**Provided text**
━━━
Arts, Humanities and Social Sciences

Enhancing teaching practices with an integrative vision

An approach was developed to encourage future teachers starting university to develop their own cultural curriculum by combining literature, live arts, and culture. This innovative approach, centred on significant aesthetic experiences, comes from Martin Lépine, a young French didactician hired in 2017 as a regular professor in the Faculty of Education. While French didactics research must be innovative, in particular on learning how to read and understand literary works, Professor Lépine chose to integrate a cultural dimension, which has proven most relevant to the development of teaching practices.

To define the process, he initiated two large-scale research projects: Passeurs culturels and Partenaires culturels CSSRS. Through these programs, education students and faculty benefit from privileged access providing meaningful experiences in cultural mediation, which helps them to play an active role in integrating the cultural dimension at school with preschool, elementary, and secondary school students.

Professor Lépine can lay claim to enriching the very foundations of French didactics through this integrative approach, which guides and results in such significant contributions in research.

For his remarkably innovative vision of integrating culture into education, the Université de Sherbrooke takes great pride in awarding Professor Martin Lépine the Prix Tremplin in Arts, Humanities and Social Sciences.

Michelle Scott

Medicine and Health Sciences

Leading expertise in bioinformatics

Bioinformatics tools have been developed to discover and verify more than 100 new non-coding RNAs in humans. This outstanding scientific contribution comes from Professor Michelle Scott, a rising star on the international scene in the field of RNA and bioinformatics.
━━━
**What this task involves**
For each statement, answer yes or no on whether the awards text agrees, and quote the exact words from the text that decide it. (a) Martin Lépine was hired in 2017 as a regular professor in the Faculty of Education. (b) Michelle Scott's tools helped discover fewer than 50 new non-coding RNAs in humans. (c) Martin Lépine started a single research project, called Passeurs culturels. Rely only on the awards text above.

**Dataset content**
━━━
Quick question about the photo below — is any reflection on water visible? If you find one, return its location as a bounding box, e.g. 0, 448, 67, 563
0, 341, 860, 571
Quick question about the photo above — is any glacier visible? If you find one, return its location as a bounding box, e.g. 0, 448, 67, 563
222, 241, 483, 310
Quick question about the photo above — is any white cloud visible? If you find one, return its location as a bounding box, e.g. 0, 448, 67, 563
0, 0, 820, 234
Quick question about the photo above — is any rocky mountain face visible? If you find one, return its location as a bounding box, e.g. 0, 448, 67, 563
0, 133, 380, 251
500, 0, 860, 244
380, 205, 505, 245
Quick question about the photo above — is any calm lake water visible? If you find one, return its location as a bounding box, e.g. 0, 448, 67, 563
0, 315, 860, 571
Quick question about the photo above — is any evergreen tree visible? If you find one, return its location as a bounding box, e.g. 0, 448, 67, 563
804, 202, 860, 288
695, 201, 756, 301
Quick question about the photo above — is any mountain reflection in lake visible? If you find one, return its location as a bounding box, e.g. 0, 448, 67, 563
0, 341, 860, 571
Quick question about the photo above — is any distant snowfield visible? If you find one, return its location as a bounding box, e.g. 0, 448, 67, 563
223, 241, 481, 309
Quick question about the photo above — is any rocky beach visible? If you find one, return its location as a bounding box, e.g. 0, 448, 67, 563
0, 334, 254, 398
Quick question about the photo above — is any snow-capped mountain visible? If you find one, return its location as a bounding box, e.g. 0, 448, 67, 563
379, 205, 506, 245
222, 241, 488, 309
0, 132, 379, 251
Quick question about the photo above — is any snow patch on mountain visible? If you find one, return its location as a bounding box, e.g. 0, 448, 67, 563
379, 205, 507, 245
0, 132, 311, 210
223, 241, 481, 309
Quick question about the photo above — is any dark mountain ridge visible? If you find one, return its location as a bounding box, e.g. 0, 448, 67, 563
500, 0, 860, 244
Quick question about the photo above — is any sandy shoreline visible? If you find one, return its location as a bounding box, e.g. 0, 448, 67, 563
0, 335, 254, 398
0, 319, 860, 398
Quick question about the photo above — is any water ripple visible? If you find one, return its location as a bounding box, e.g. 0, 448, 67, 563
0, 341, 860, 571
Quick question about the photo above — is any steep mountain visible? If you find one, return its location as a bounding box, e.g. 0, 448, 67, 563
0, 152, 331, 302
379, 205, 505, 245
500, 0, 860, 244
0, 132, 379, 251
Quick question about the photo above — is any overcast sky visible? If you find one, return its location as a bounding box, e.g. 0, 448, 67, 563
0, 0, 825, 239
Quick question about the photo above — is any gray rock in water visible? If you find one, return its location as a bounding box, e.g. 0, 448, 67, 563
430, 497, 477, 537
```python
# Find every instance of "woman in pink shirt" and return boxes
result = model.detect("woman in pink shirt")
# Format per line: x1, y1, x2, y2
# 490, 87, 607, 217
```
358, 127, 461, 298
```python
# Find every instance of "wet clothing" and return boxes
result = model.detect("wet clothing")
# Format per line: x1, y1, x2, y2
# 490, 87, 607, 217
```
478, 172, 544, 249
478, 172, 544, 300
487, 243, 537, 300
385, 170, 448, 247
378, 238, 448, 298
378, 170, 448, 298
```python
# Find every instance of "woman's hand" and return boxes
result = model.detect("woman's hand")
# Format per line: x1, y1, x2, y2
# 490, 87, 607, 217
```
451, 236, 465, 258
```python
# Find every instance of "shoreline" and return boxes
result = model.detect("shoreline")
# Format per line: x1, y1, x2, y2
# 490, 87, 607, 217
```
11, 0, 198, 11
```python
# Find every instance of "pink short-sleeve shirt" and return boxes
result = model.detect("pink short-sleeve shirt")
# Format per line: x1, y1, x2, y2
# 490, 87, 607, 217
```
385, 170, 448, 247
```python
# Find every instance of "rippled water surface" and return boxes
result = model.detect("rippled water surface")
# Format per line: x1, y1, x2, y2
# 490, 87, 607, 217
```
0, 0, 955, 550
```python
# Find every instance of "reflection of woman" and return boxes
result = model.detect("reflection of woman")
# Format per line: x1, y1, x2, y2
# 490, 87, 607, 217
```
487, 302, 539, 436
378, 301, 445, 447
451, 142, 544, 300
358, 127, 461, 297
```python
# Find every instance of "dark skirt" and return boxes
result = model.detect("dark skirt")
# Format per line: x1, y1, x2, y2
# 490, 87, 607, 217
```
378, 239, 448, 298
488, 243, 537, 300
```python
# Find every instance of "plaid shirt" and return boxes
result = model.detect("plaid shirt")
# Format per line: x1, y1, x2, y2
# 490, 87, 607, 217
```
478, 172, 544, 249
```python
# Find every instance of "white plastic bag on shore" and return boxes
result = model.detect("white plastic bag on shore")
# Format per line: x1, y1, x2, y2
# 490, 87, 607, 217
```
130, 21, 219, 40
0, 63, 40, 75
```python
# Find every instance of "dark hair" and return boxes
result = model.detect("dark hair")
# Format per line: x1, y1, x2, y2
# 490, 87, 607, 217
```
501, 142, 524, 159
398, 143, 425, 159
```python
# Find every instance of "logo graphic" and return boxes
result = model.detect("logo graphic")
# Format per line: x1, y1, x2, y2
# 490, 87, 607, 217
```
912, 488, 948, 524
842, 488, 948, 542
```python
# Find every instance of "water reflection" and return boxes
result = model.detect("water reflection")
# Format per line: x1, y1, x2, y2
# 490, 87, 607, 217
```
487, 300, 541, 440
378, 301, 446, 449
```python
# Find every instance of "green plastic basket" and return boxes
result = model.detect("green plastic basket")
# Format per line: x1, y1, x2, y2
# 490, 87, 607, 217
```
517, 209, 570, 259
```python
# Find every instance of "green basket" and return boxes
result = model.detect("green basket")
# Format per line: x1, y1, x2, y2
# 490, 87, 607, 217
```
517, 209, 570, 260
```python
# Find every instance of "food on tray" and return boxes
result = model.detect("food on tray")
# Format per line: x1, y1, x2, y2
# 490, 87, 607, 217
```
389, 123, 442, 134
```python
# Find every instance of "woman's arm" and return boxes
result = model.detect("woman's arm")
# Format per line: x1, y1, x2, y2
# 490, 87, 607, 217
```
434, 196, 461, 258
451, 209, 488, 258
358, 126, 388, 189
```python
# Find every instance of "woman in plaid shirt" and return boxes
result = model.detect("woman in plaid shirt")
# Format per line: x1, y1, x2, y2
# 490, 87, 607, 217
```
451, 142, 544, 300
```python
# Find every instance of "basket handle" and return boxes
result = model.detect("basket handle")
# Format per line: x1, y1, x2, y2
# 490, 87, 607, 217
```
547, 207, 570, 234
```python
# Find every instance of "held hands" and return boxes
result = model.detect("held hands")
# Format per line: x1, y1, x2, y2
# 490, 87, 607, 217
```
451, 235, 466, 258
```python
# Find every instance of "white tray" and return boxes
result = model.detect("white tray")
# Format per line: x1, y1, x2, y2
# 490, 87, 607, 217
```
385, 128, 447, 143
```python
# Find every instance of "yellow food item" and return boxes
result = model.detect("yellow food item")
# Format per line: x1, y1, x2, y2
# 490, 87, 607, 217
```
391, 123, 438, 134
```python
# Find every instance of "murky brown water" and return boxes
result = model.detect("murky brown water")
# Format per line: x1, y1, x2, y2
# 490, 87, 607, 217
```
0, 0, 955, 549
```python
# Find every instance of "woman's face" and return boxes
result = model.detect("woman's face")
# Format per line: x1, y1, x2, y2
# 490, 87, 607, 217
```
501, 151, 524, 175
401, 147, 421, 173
━━━
**Response**
(a) Yes: "hired in 2017 as a regular professor in the Faculty of Education"
(b) No: "more than 100 new non-coding RNAs in humans"
(c) No: "he initiated two large-scale research projects: Passeurs culturels and Partenaires culturels CSSRS"